In the midst of the care free, there is always the possibility of the serious. For Darren, and for all Ocean City guards, those times come without warning.

“One of my most prominent memories is not really a good one,” he said. “An older man, with serious medical conditions had a heart attack on the beach and I was the first one to get to him. Another guard quickly joined me, and as we’d been trained, we started CPR. The ambulance came in about five minutes. They emptied two drug boxes working on the man, and defibrillated him 10 times. He actually opened his eyes after about the sixth time and spoke, but unfortunately he went out again.”

He added, “We found out later that he didn’t pull through. This was tough, yet I was really proud about how well the system worked. Two guards off the stands and meeting at the spot, the other guards up and keeping watch, the EMT call going quickly out. It was a sad outcome, but the guards did exactly what they were supposed to do.”

This reminded Darren of just how serious the job is for a beach patrol guard. Darren stayed with the Ocean City Beach Patrol through the summer of 1983. After he finished college at Syracuse, he ventured out to Los Angeles for the next 16 years. Then, unlike a lot of his fellow guards who continually traveled west to follow the sun and surf, Darren chose another path. “I moved to Iceland in 2001 and I’ve been here ever since,” he said.

At least he’s still at a beach.

Darren Foreman makes his home in Reykjavik where he teaches acting and hosts a show on Radio Iceland.

━━━

■ **ABOUT THIS TASK**: Can you transcribe the Ocean City Beach Patrol passage, starting at "In the midst" and ending at "come without warning."?

━━━

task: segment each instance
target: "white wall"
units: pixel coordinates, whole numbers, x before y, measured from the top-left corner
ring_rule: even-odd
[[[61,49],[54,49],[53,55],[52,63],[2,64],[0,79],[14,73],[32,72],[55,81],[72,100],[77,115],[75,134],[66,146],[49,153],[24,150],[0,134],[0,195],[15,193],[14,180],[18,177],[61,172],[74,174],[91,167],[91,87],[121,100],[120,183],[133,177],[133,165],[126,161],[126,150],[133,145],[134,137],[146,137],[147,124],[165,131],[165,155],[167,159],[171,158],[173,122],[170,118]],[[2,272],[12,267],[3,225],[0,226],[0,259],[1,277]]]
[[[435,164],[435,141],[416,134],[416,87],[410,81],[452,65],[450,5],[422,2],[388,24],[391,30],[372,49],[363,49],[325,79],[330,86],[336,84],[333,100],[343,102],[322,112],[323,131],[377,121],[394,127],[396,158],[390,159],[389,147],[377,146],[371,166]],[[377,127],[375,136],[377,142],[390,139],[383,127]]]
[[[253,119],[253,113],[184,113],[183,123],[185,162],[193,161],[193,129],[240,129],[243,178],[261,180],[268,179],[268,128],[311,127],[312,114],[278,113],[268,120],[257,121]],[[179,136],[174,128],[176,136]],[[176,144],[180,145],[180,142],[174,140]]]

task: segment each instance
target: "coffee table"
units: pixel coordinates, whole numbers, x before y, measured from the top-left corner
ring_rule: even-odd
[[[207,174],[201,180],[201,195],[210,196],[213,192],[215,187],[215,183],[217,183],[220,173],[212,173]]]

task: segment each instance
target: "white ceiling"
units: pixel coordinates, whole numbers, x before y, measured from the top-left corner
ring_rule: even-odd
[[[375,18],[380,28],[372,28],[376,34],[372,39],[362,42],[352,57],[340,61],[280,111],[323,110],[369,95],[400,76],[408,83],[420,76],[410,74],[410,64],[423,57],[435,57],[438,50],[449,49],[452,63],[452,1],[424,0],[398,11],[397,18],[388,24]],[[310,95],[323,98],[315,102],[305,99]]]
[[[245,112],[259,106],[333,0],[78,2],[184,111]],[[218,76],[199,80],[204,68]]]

━━━

■ **TASK RESULT**:
In the midst of the care free, there is always the possibility of the serious. For Darren, and for all Ocean City guards, those times come without warning.